Assigned task:
Every entry should be given again exactly, with nothing dropped.

+++ Data excerpts +++

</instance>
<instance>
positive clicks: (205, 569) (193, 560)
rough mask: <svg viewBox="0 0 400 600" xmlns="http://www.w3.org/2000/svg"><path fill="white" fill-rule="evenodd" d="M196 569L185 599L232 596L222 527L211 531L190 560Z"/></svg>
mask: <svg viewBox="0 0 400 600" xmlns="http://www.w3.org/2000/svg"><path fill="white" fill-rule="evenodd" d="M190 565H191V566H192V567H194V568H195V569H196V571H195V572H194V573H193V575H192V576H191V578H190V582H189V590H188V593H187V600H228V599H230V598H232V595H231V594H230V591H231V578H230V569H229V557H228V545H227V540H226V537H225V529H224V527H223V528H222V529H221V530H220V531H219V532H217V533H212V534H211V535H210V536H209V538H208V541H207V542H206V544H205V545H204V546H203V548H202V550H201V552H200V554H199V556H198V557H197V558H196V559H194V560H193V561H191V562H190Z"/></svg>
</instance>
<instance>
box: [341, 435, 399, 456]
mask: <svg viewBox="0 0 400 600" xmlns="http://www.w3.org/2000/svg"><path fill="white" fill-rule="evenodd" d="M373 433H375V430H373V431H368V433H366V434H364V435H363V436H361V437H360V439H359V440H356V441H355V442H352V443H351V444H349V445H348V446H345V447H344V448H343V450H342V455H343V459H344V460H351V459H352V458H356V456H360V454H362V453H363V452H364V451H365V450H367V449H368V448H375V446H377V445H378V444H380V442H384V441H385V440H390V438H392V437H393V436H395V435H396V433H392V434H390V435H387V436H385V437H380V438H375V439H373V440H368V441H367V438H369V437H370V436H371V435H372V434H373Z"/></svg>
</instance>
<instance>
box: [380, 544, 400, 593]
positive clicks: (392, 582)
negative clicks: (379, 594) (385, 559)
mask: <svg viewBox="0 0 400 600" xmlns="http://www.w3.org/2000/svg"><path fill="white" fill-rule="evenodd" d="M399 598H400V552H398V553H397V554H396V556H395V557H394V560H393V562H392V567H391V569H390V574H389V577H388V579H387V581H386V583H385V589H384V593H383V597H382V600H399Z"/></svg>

+++

Result of the exercise:
</instance>
<instance>
positive clicks: (205, 569) (193, 560)
rough mask: <svg viewBox="0 0 400 600" xmlns="http://www.w3.org/2000/svg"><path fill="white" fill-rule="evenodd" d="M196 569L185 599L232 596L222 527L211 531L190 560Z"/></svg>
mask: <svg viewBox="0 0 400 600" xmlns="http://www.w3.org/2000/svg"><path fill="white" fill-rule="evenodd" d="M190 565H191V566H192V567H194V568H195V569H196V571H195V572H194V573H193V575H192V576H191V578H190V582H189V590H188V593H187V600H228V599H230V598H232V595H231V594H230V591H231V578H230V569H229V557H228V545H227V540H226V537H225V529H224V527H223V528H222V529H221V530H220V531H219V532H217V533H212V534H211V535H210V536H209V538H208V541H207V542H206V544H205V545H204V546H203V548H202V550H201V552H200V554H199V556H198V557H197V558H196V559H194V560H193V561H191V562H190Z"/></svg>
</instance>
<instance>
box: [341, 435, 399, 456]
mask: <svg viewBox="0 0 400 600" xmlns="http://www.w3.org/2000/svg"><path fill="white" fill-rule="evenodd" d="M373 433H375V430H373V431H368V433H366V434H364V435H363V436H361V437H360V439H359V440H356V441H355V442H352V443H351V444H349V445H348V446H345V447H344V448H343V450H342V455H343V459H344V460H351V459H352V458H356V456H360V454H362V453H363V452H364V451H365V450H367V449H368V448H375V446H377V445H378V444H380V442H384V441H385V440H390V438H392V437H393V436H395V435H396V433H392V434H390V435H387V436H385V437H380V438H375V439H373V440H368V441H367V438H369V437H370V436H371V435H372V434H373Z"/></svg>
</instance>
<instance>
box: [380, 544, 400, 593]
positive clicks: (392, 582)
negative clicks: (379, 594) (385, 559)
mask: <svg viewBox="0 0 400 600" xmlns="http://www.w3.org/2000/svg"><path fill="white" fill-rule="evenodd" d="M399 598H400V552H398V553H397V554H396V556H395V557H394V560H393V562H392V567H391V569H390V574H389V577H388V579H387V581H386V583H385V589H384V593H383V597H382V600H399Z"/></svg>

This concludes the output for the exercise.